» TASK GOAL:
All of the data below should be set down again verbatim, without any images.
%%
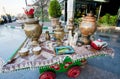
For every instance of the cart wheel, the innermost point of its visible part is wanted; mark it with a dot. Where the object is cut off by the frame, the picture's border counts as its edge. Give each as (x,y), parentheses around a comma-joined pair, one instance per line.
(47,75)
(74,72)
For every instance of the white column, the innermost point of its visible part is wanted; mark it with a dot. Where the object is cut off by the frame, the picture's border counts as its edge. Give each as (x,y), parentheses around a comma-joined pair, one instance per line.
(70,9)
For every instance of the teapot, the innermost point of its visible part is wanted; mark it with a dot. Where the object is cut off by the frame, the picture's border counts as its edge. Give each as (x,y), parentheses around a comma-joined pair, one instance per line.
(98,44)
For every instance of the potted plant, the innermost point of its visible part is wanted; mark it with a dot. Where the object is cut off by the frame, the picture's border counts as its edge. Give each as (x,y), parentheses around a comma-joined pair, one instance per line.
(54,11)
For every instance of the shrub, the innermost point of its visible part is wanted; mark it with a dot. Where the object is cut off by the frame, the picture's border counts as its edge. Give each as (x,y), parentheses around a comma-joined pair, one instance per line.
(108,19)
(54,9)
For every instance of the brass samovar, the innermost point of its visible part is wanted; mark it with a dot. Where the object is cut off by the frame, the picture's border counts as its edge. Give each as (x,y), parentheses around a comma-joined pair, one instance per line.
(59,33)
(87,28)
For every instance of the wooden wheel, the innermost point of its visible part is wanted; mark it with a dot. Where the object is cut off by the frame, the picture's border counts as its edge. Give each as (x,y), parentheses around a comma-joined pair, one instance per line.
(47,75)
(74,72)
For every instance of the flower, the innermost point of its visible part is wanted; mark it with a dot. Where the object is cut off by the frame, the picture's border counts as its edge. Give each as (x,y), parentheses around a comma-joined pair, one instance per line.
(29,10)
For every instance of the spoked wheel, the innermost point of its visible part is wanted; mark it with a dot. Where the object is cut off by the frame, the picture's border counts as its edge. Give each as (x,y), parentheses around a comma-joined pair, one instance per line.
(47,75)
(74,72)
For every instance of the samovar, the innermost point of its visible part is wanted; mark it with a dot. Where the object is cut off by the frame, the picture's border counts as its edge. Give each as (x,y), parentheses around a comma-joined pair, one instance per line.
(70,26)
(87,28)
(59,33)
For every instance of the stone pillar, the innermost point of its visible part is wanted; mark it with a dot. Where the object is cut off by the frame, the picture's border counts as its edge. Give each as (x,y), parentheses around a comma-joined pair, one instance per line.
(70,9)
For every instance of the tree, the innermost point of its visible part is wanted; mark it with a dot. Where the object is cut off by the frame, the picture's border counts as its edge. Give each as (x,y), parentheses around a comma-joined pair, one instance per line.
(41,11)
(54,9)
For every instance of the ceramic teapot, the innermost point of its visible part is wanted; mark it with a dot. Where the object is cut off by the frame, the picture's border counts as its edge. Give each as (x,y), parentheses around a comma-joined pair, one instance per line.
(98,44)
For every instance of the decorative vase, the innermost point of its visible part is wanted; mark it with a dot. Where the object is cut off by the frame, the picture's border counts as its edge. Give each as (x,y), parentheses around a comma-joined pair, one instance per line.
(87,28)
(70,26)
(59,33)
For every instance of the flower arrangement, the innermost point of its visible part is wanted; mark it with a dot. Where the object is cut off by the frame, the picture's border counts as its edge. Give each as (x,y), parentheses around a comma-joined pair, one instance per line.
(29,11)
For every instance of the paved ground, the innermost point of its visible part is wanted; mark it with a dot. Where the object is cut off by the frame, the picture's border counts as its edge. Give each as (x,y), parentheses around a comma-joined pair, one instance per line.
(97,68)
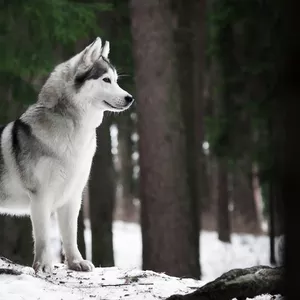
%%
» RESULT OF THE TASK:
For every instance of the cart wheel, the innermost point of its visible part is wanted; mark it with a dot. Where the object is cut off by the frame, the picture's border counts as its edge. Give each as (x,y), parentheses around a comma-joined pair, one instance per line.
(47,75)
(74,72)
For every instance of the white column, the innermost point of its visible part is wanted; mark it with a dot. Where the object is cut off by the frame, the picture's border counts as its edge. Give each as (x,y), parentheses around a comma-joined pair, one instance per line.
(70,9)
For every instance of the teapot, the innermost point of its visible part is wanted; mark it with a dot. Where the object is cut off by the frame, the picture's border counts as its edge. Give each as (x,y), parentheses around a comma-joined pair, one instance per line.
(98,44)
For every instance of the potted plant, the innermost point of its visible part is wanted; mark it with a dot. Where the object is cut off by the frame, the picture's border counts as its edge. Give each as (x,y), parentheses around a comma-joined pair, one instance per line.
(54,11)
For every instance of the shrub, the innermost point of its visible part is wanted; mark it with a dot. Where the object is cut off by the frame, the picture's border counts as its edge. Give each as (x,y), parentheses around a comma-joined pair, one instance per line.
(108,19)
(54,9)
For every instance of the brass samovar, the innermost point of its visible part is wanted; mark it with a dot. Where the object is cut off by the frame, the picture's border counts as its edge. Give each as (x,y), parentheses around a comma-joined pair, one instance per line.
(59,33)
(87,28)
For every instance of the wooden wheel, the innermost point of its visible part is wanted; mark it with a dot. Where the object is cut off by the frame, the picture's border counts as its edge. Give each as (x,y), parentheses around a comma-joined pair, one instance per line.
(47,75)
(74,72)
For every instance of the flower, the innermost point of its visible part is wanted; mark it with a dot. Where the object is cut off by the frame, the picture's border counts as its edge. Give each as (x,y), parentheses around a comma-joined pair, one instance per line.
(29,10)
For every instance of the spoked wheel, the innermost point of its visible part is wanted; mark it with a dot. Where the object is cut off by the frame, the picture's border counts as its edge. Give each as (x,y), parentheses around a comma-joined pair, one instance per line.
(47,75)
(74,72)
For every instance of the samovar, the innermost point of its visible part is wanted; mark it with a dot. Where the object is cut off by the frame, the picture's border counts as its edge. Give each as (x,y), parentheses around a comma-joined pair, one instance per line.
(70,26)
(87,28)
(59,33)
For every instance of the stone pillar, the innermost point of its visible part is wanted; mark it with a dot. Where the object is cut off by the frame, the picture's border counts as its edge. Give each as (x,y), parentheses around a comma-joined pair, one instance per line.
(70,9)
For every instance of the tree, the innermost point of its visible part is wanted; mark it with a dot. Where the object is cut off by the frame, the picture's border counts as its edge. Give each as (x,y), parentheses around a comma-joined pair, one instance per line.
(41,11)
(54,9)
For every instance of the ceramic teapot, the innermost point of its visible part is wanted; mark it with a dot. Where the object is cut off by the frame, the picture's border counts as its edge. Give each as (x,y), parentheses around a comma-joined pair, one instance per line.
(98,44)
For every instance of the decorative vase, the innermost point of its visible part is wanted; mark it with a dot. Where the object is cut off by the frame, the picture's border counts as its edge. Give each as (x,y), parentheses around a comma-joined pair, one instance per line.
(87,28)
(70,26)
(59,33)
For every instance of the flower arrangement, the innermost point of its visible part is wanted; mark it with a dot. Where the object is cut off by the frame, the picture's border counts as its edge. Give each as (x,y), parentheses around a comma-joined pair, one instance per line.
(29,11)
For every instance of the paved ground, the innermost point of its visible part is wanted; mark it with a dot. Where the object is cut off by the frame, the picture's border counts as its edge. Give each as (x,y), parentheses around a comma-joined pair, one instance per line.
(97,68)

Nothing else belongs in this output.